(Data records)
________________________

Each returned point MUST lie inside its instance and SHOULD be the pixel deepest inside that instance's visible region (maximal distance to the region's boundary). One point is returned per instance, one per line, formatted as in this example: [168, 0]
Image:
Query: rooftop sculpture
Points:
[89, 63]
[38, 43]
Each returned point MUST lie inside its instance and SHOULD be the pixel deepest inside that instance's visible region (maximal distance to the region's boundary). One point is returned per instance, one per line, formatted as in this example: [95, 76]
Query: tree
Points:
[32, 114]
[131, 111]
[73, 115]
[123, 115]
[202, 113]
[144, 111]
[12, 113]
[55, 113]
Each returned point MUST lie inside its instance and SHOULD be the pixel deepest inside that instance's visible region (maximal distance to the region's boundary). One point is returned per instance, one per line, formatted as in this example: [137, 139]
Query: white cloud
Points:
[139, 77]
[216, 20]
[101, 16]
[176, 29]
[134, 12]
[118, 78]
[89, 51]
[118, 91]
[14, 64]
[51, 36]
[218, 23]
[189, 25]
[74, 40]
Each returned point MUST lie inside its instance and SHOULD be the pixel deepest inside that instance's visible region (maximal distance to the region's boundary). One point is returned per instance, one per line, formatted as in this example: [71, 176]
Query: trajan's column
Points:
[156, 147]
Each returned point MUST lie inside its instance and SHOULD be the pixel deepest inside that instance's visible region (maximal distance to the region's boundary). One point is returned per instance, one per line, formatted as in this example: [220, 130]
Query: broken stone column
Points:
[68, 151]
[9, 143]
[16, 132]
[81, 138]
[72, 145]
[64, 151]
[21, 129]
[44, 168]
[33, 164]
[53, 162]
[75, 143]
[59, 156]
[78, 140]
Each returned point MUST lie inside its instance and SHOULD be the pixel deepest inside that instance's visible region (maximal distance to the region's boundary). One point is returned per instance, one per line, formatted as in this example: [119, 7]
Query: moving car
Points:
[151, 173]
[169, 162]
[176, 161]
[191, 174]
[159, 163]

________________________

Your reply must contain exactly the lines from the first line of the data through the line holding "Query: rooftop sculpture", and nothing more.

Each returned point MUST lie inside its instance and SHOULD be the pixel deepest inside that instance's visible region (maximal distance to the region's boundary). One point is returned per instance, one per line, formatted as in this example: [168, 0]
Image:
Query: rooftop sculpture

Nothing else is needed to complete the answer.